WHAT THIS EXERCISE ASKS:
[a] Please retype the part of the court excerpt that opens with the words containing "Appellant did not" and closes with "Brief at 5.", keeping every word unchanged.
[b] In the court excerpt, what is the standard of review from the denial of post-conviction relief limited to?

PASSAGE SHOWN:
* * * *

Appellant did not submit a pro se appellate brief or a brief by private
counsel. Therefore, we will address the merits of the claims raised in the
Turner/Finley brief:
1. Whether the Appellant’s guilty plea was unlawfully
induced as a result of ineffectiveness of counsel?
2. Whether trial counsel was ineffective for failing to file a
modification of sentence and/or appeal on the Appellant’s
behalf?
Turner/Finley Brief at 5.
Our standard of review from the denial of post-conviction relief “is
limited to examining whether the PCRA court’s determination is supported by
the evidence of record and whether it is free of legal error.”
Commonwealth v. Ousley, 21 A.3d 1238, 1242 (Pa.Super.2011) (citing
Commonwealth v. Morales, 701 A.2d 516, 520 (Pa.1997)).

* * * *

DATASET SECTION:
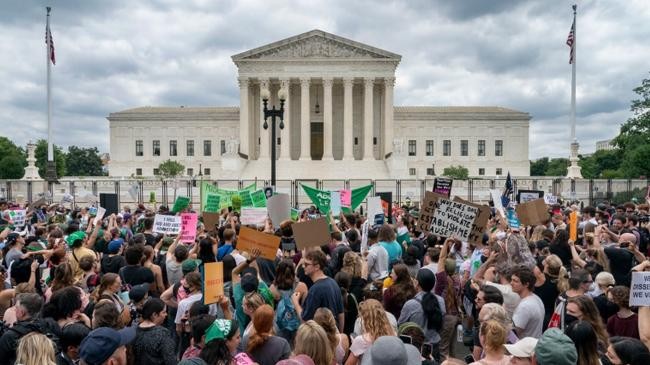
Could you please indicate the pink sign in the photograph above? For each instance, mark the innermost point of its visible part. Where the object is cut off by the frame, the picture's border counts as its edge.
(188, 227)
(346, 198)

* * * *

FULL ANSWERS:
[a]
Appellant did not submit a pro se appellate brief or a brief by private
counsel. Therefore, we will address the merits of the claims raised in the
Turner/Finley brief:
1. Whether the Appellant’s guilty plea was unlawfully
induced as a result of ineffectiveness of counsel?
2. Whether trial counsel was ineffective for failing to file a
modification of sentence and/or appeal on the Appellant’s
behalf?
Turner/Finley Brief at 5.

[b] It is limited to examining whether the PCRA court's determination is supported by the evidence of record and whether it is free of legal error.